## Direction
Write the data below out exactly as it stands. Do not include the pictures.

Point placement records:
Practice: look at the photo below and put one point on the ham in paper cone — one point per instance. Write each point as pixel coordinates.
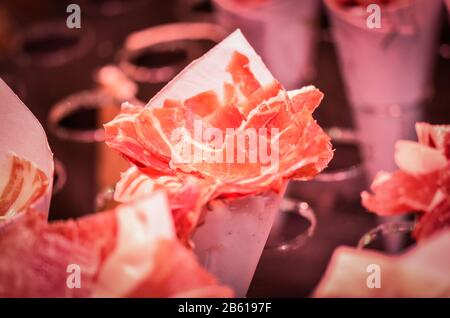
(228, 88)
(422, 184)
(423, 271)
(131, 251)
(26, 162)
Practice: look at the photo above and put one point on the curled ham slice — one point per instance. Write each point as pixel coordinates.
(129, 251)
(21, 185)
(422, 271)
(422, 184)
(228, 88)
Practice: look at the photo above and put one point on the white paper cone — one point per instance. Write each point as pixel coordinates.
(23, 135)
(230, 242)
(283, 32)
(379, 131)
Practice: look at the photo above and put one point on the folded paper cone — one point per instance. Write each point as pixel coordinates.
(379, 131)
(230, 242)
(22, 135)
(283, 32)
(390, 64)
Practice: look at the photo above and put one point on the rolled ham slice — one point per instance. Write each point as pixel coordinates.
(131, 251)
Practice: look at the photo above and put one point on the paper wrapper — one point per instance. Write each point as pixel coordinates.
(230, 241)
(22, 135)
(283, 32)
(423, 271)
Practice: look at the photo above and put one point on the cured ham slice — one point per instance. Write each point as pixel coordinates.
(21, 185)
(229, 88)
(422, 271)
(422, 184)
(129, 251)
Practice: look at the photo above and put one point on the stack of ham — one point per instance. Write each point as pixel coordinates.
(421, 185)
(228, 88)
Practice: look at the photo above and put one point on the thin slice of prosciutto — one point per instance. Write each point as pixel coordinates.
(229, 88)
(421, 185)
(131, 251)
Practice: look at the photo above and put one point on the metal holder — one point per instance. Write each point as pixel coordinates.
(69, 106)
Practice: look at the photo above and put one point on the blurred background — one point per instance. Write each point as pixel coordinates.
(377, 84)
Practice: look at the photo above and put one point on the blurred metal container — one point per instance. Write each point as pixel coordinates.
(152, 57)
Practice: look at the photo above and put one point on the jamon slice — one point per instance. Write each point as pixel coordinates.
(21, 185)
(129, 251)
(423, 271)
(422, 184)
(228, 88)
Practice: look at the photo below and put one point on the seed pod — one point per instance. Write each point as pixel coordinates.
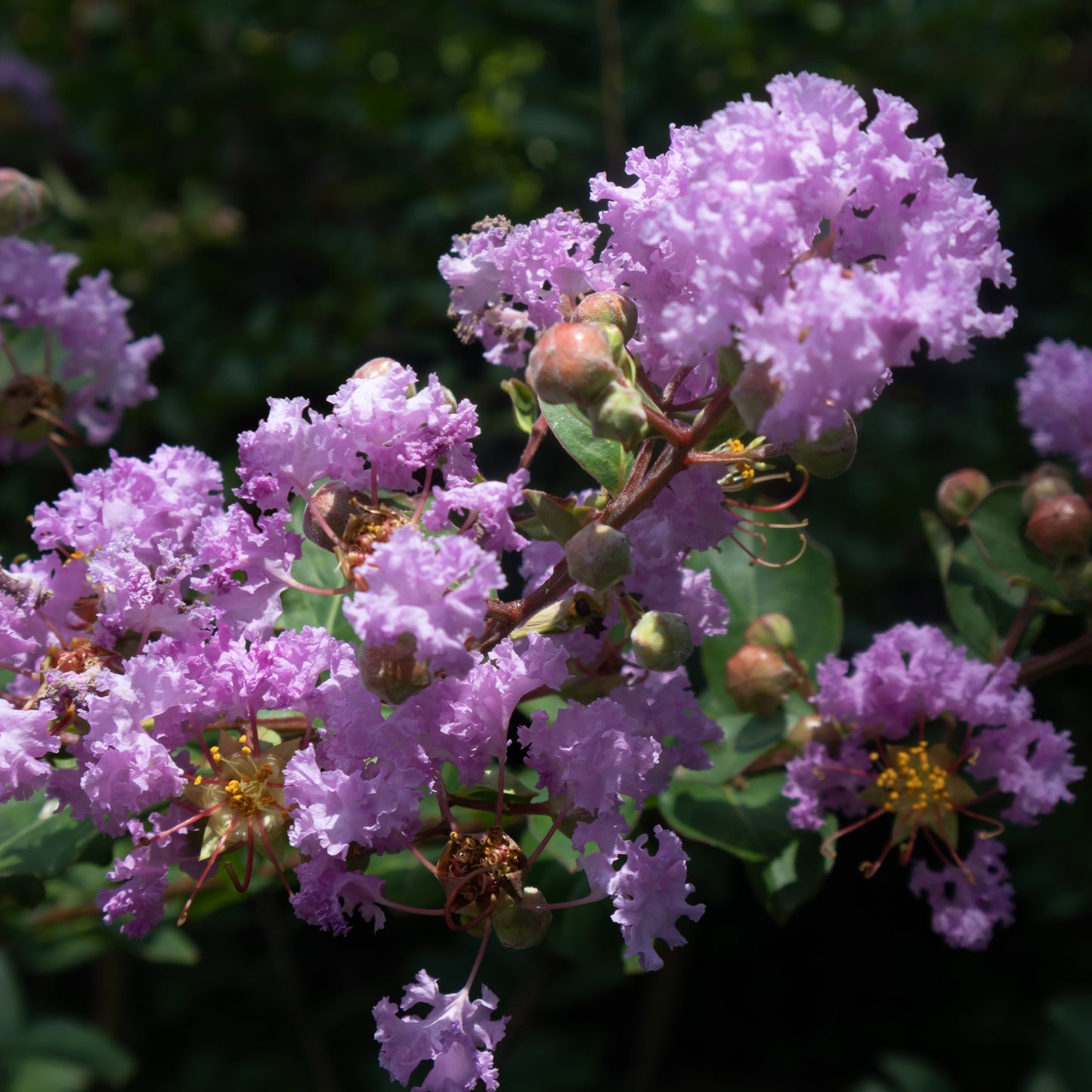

## Task answer
Practice: look at the photo below and put one point on the ham in paper cone — one point per instance. Write each point as pixel coordinates.
(228, 88)
(422, 184)
(423, 271)
(131, 251)
(26, 162)
Practice: look at the photo above and put one point on the curled ham slice — one point per instance. Write each point as pixel coordinates.
(129, 251)
(21, 185)
(422, 271)
(422, 184)
(228, 88)
Practice: look at the photo above and put one point on the white paper cone — one point per instance. Write each point as pixel coordinates.
(23, 135)
(230, 242)
(283, 32)
(379, 131)
Practice: look at the photo above and put one point on the folded paper cone — one point per instance. Write each point as pixel coordinates.
(379, 131)
(230, 242)
(22, 135)
(283, 32)
(390, 64)
Practice: look at the photo above and put one point on the rolled ham slice — one point per instance. Write each point as pixel coordinates.
(131, 251)
Practice: look at the photo above and put one point on the paper wrapper — one point per instance. Write each point as pixel coordinates.
(230, 241)
(22, 135)
(283, 32)
(423, 271)
Practice: look at the photo above and put one point on the cured ham slice — one point per instance. Write each point as pixel coordinates.
(21, 185)
(229, 88)
(422, 271)
(422, 184)
(129, 251)
Practice: look at the photo above and put one point on the stack of ham — one point per instance. Write each point as pixel coordinates.
(421, 185)
(228, 88)
Practice: look at the photo above and put one point on the thin slice of prosciutto — one point per instance. Write each point as pixel coordinates.
(229, 88)
(421, 185)
(131, 251)
Practice: look at the photo above and put one point on the metal holder — one point per instance. Write each point as pixel coordinates.
(69, 106)
Practice: look at the photo above and put one point on the blurred background — one point per instance. Write each point as pixel coordinates.
(377, 84)
Practice: look at the photo above and put one point on the blurred metal container — one point per instance. Write each point as pixel coordinates.
(152, 57)
Practice: look at the photo above and put one point on the jamon slice — one point per instance. Write each point as pixel coordinates.
(21, 185)
(129, 251)
(423, 271)
(422, 184)
(228, 88)
Practice: look at the photo below and put one point on the seed pod — one point per instance. Write each point as pixel coordinates.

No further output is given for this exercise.